- _What needs to be done_
Across the whole listing, how many lines hold the word "gray"? Reply with the number by itself.

- _Task input_
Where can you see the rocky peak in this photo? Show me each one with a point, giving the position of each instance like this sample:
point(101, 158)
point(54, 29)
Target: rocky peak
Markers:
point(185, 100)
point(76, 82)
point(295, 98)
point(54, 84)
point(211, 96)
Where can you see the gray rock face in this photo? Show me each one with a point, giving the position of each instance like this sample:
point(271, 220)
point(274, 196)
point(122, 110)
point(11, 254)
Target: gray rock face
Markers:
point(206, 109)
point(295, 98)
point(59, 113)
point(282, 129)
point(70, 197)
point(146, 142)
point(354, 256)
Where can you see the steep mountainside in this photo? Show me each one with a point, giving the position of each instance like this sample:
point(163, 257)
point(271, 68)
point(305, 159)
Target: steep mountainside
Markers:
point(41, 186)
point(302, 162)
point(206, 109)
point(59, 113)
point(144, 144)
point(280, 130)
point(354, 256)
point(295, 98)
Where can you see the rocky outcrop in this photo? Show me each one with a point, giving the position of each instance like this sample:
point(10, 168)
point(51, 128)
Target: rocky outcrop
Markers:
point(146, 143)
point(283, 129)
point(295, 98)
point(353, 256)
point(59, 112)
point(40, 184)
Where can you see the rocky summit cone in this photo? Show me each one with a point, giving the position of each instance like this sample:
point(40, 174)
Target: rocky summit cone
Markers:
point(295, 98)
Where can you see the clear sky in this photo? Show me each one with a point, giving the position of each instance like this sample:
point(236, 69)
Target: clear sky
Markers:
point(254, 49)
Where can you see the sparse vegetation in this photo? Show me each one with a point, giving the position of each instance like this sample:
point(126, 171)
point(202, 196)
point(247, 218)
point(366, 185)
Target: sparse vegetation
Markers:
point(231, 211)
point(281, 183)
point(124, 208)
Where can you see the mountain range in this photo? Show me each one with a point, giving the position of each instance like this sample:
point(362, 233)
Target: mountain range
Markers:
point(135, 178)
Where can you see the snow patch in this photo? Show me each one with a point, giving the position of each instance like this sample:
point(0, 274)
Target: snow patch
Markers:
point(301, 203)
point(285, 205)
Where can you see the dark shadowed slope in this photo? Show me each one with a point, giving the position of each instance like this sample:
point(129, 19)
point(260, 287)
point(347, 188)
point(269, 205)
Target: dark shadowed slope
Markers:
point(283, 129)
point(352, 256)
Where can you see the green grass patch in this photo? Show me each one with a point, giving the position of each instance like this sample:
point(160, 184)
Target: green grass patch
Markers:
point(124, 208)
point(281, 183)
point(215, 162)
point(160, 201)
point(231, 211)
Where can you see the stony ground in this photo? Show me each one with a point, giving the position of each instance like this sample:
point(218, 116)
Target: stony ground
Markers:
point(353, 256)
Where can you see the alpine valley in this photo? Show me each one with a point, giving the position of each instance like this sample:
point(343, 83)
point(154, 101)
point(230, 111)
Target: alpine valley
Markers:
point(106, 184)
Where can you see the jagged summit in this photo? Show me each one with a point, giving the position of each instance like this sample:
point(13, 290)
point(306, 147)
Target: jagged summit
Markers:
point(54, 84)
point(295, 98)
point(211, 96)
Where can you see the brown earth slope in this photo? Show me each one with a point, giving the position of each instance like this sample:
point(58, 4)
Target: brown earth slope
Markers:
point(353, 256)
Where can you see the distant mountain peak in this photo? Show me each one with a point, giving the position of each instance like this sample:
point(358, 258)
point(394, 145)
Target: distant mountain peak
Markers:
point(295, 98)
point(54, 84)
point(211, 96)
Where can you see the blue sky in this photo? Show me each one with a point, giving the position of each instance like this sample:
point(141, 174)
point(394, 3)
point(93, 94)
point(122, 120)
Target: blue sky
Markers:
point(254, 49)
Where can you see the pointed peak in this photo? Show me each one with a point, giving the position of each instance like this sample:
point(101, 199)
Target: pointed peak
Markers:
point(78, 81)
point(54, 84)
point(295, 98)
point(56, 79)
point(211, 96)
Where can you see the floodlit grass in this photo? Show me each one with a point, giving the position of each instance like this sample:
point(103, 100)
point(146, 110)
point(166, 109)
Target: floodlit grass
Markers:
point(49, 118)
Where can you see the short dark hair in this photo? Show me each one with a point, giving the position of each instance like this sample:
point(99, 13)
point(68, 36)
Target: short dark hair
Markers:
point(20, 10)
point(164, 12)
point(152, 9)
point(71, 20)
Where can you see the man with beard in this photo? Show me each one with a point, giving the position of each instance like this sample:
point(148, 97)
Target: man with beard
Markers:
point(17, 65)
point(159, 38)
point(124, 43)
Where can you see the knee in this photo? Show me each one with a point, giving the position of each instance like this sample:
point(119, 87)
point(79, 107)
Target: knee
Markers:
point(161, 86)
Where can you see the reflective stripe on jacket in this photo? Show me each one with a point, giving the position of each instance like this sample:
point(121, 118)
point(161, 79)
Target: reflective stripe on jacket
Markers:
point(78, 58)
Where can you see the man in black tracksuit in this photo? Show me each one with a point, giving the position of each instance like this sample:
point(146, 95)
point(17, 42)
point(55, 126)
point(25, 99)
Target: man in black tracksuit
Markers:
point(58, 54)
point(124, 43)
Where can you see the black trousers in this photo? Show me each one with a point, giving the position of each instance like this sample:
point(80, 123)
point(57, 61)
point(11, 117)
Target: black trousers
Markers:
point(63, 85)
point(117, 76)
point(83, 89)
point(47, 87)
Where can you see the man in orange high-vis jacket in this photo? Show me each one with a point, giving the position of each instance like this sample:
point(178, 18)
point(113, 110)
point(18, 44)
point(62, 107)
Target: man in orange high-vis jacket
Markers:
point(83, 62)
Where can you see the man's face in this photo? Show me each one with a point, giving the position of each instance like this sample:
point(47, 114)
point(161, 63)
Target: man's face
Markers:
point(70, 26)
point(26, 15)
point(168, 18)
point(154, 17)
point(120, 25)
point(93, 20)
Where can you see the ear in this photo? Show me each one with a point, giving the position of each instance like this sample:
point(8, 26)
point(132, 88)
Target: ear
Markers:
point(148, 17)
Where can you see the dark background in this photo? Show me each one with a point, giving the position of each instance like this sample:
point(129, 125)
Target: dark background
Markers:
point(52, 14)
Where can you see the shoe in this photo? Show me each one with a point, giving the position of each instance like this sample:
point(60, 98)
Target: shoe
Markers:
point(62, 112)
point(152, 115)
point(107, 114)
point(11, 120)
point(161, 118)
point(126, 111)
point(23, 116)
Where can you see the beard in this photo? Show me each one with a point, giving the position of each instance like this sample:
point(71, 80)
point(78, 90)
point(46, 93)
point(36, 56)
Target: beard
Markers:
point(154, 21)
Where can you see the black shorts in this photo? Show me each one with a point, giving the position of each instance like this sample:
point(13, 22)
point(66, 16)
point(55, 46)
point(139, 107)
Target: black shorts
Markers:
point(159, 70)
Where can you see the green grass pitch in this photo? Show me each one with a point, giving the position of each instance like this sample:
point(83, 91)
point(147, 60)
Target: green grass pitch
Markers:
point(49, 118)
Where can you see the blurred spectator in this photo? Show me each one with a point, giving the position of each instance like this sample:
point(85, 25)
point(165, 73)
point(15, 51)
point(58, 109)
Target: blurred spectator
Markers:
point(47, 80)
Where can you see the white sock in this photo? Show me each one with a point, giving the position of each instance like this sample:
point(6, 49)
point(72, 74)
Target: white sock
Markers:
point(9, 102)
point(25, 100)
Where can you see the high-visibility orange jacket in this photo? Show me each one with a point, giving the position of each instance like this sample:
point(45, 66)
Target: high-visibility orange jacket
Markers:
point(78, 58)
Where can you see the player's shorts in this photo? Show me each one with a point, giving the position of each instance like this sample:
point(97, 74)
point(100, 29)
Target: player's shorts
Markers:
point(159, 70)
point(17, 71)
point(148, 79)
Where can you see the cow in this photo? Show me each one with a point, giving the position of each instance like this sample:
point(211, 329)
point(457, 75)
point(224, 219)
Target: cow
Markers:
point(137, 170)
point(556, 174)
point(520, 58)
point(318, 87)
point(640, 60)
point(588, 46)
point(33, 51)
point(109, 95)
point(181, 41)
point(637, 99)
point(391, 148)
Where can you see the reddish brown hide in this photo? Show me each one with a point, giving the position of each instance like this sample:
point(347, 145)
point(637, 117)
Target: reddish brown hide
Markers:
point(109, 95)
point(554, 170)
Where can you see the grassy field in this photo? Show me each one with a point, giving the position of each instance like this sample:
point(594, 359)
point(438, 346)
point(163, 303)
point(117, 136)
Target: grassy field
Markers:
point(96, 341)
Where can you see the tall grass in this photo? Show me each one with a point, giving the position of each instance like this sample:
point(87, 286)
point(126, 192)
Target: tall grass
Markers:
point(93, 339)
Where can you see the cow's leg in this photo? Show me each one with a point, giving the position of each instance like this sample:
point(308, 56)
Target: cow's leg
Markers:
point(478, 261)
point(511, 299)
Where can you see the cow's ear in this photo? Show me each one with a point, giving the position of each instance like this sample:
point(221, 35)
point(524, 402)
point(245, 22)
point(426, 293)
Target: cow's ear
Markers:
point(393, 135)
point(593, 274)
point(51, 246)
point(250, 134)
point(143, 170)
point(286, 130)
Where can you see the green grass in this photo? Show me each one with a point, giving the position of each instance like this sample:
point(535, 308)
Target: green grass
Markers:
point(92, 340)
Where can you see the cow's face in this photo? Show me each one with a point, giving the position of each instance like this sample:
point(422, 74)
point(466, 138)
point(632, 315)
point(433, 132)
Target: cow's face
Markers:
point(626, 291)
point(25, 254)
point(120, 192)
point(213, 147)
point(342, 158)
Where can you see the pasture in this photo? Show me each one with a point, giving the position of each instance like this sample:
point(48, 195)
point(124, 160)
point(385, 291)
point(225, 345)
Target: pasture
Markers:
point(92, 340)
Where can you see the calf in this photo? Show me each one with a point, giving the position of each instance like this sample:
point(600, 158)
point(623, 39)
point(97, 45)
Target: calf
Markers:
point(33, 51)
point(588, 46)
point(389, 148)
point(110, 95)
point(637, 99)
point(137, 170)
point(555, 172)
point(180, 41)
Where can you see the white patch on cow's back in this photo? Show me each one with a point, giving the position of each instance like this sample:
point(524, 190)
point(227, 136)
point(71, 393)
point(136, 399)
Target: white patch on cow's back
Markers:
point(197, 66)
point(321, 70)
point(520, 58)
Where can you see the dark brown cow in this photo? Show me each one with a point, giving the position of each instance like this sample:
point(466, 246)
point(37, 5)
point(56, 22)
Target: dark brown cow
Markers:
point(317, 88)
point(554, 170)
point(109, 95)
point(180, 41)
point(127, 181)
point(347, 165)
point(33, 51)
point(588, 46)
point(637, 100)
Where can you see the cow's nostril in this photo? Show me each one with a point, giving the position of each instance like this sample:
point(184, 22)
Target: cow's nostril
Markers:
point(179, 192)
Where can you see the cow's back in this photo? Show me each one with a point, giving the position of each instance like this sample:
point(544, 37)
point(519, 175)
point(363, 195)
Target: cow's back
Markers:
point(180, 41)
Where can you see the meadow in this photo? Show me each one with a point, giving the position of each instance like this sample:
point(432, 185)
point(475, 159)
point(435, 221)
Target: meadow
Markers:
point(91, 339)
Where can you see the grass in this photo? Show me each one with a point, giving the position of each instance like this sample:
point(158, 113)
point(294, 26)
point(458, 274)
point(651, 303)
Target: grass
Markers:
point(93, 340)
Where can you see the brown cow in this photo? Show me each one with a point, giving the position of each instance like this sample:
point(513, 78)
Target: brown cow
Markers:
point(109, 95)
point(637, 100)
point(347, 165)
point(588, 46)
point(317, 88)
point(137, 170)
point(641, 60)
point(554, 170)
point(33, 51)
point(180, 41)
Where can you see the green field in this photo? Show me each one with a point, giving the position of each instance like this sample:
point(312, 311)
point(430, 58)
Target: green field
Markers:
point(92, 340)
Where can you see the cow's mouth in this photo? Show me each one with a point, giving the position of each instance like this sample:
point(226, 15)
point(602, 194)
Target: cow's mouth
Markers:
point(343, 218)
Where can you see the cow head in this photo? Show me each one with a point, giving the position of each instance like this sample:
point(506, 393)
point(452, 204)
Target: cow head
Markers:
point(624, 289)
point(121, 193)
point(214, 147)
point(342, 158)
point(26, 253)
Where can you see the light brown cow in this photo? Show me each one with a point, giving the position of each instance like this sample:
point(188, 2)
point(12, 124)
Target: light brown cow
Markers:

- _Result of this exercise_
2